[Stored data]

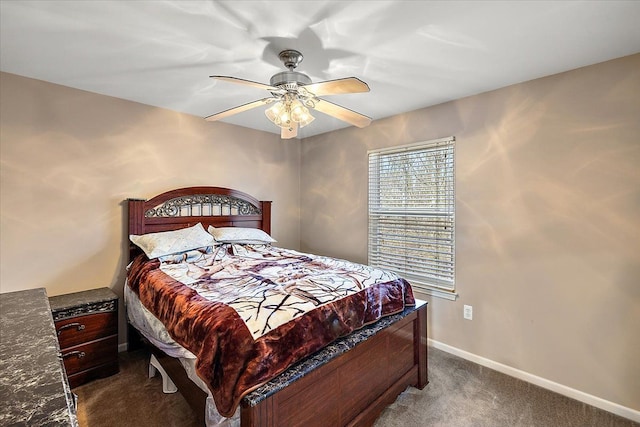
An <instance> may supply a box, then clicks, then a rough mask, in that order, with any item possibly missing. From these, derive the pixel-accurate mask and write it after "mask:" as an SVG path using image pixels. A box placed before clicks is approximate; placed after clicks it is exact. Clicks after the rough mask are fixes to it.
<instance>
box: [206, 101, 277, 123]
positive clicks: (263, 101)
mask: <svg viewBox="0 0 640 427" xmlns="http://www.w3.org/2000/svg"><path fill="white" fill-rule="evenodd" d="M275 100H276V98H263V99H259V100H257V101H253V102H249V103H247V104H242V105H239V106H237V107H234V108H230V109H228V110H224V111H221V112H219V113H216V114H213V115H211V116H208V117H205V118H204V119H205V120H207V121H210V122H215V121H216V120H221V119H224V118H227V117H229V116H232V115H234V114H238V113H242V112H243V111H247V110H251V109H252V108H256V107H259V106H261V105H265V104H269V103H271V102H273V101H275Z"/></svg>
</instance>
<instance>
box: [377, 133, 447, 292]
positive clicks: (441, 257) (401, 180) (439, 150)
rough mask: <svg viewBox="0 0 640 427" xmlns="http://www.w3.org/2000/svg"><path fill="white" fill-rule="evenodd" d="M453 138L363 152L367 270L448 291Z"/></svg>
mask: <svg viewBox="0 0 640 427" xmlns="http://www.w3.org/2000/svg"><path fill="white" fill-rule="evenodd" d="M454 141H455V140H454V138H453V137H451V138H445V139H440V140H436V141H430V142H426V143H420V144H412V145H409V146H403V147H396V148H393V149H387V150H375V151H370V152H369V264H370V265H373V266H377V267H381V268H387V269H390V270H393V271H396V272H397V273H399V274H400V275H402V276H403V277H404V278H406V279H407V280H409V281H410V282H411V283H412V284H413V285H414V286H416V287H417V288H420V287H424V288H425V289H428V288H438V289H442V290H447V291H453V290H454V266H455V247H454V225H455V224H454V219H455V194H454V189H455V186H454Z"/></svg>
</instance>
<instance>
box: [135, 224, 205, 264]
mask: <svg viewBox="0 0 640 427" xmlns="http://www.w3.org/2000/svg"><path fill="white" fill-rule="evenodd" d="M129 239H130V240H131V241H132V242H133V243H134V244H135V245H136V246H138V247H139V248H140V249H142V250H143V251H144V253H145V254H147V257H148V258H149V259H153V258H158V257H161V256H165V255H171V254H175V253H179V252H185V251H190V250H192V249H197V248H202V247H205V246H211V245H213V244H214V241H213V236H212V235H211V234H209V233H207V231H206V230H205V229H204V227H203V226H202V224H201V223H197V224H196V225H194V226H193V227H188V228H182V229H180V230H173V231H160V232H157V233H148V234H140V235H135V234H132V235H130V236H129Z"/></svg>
...
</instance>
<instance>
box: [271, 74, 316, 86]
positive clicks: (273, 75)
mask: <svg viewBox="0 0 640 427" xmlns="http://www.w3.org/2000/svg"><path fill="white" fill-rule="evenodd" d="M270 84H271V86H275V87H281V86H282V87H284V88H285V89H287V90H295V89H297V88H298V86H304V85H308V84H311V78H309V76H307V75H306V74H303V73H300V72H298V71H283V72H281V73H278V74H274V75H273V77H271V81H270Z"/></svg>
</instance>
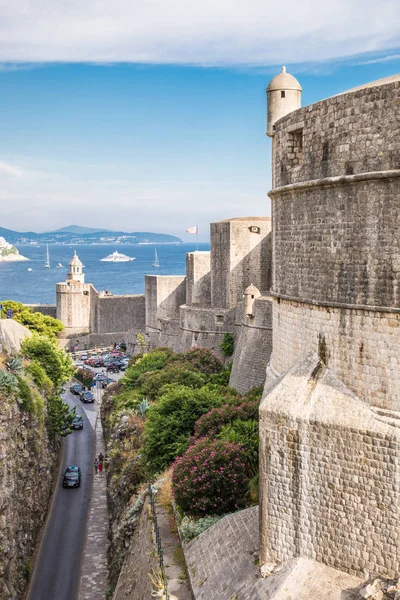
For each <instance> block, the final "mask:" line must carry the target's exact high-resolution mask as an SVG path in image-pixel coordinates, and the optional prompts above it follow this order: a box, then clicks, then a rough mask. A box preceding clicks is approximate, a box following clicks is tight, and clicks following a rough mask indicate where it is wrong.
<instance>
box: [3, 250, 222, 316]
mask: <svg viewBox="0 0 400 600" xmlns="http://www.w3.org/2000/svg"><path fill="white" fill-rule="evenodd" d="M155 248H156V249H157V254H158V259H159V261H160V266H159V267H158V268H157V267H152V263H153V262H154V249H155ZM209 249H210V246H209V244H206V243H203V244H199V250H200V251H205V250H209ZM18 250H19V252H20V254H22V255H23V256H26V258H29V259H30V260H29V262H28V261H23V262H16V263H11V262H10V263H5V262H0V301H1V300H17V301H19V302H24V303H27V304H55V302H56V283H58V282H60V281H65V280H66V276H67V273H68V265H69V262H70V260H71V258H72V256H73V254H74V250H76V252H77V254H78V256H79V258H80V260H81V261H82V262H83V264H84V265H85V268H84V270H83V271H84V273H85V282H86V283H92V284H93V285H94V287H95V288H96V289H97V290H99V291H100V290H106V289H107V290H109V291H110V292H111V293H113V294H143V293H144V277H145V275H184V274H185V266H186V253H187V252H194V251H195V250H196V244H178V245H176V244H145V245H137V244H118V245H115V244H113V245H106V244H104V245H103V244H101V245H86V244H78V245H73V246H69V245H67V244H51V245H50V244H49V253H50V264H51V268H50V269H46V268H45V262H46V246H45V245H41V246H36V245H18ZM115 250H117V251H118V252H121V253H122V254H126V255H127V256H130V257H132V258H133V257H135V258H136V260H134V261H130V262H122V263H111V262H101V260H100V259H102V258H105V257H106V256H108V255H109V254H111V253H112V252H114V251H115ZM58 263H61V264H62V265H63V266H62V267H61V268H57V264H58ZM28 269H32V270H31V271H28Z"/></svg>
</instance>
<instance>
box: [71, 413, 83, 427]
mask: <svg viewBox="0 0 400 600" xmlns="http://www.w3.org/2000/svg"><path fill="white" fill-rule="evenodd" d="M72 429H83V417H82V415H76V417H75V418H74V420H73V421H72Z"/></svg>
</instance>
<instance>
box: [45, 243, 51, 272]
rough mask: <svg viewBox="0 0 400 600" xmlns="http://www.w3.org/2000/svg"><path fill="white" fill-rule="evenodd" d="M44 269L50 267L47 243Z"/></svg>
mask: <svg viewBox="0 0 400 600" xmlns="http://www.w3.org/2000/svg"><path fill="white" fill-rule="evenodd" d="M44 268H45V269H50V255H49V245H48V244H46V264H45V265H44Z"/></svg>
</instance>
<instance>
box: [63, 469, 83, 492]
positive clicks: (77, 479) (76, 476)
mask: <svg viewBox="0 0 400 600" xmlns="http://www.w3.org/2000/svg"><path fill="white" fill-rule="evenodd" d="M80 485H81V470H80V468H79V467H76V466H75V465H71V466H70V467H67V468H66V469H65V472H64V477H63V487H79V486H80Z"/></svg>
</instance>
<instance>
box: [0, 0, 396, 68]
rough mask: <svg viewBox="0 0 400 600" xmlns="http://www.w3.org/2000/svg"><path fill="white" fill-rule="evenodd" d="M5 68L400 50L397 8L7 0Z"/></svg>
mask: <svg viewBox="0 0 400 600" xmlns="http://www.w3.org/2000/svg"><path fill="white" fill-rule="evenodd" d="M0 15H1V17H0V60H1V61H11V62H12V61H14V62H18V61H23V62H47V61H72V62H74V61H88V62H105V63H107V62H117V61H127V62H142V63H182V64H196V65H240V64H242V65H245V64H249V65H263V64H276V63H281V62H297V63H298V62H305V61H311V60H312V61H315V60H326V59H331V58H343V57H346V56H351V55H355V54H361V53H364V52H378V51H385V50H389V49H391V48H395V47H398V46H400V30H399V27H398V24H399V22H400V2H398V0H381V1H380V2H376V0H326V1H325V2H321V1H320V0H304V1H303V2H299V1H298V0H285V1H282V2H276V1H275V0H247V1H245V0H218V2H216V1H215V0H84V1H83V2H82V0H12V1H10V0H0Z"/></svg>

**INSTRUCTIONS TO FOLLOW**
Show each line from the items above that contains the string "positive", copying every such line in full. Case counts.

**TASK ANSWER**
positive clicks: (263, 101)
positive clicks: (441, 257) (401, 180) (439, 150)
positive clicks: (273, 75)
positive clicks: (77, 479) (76, 476)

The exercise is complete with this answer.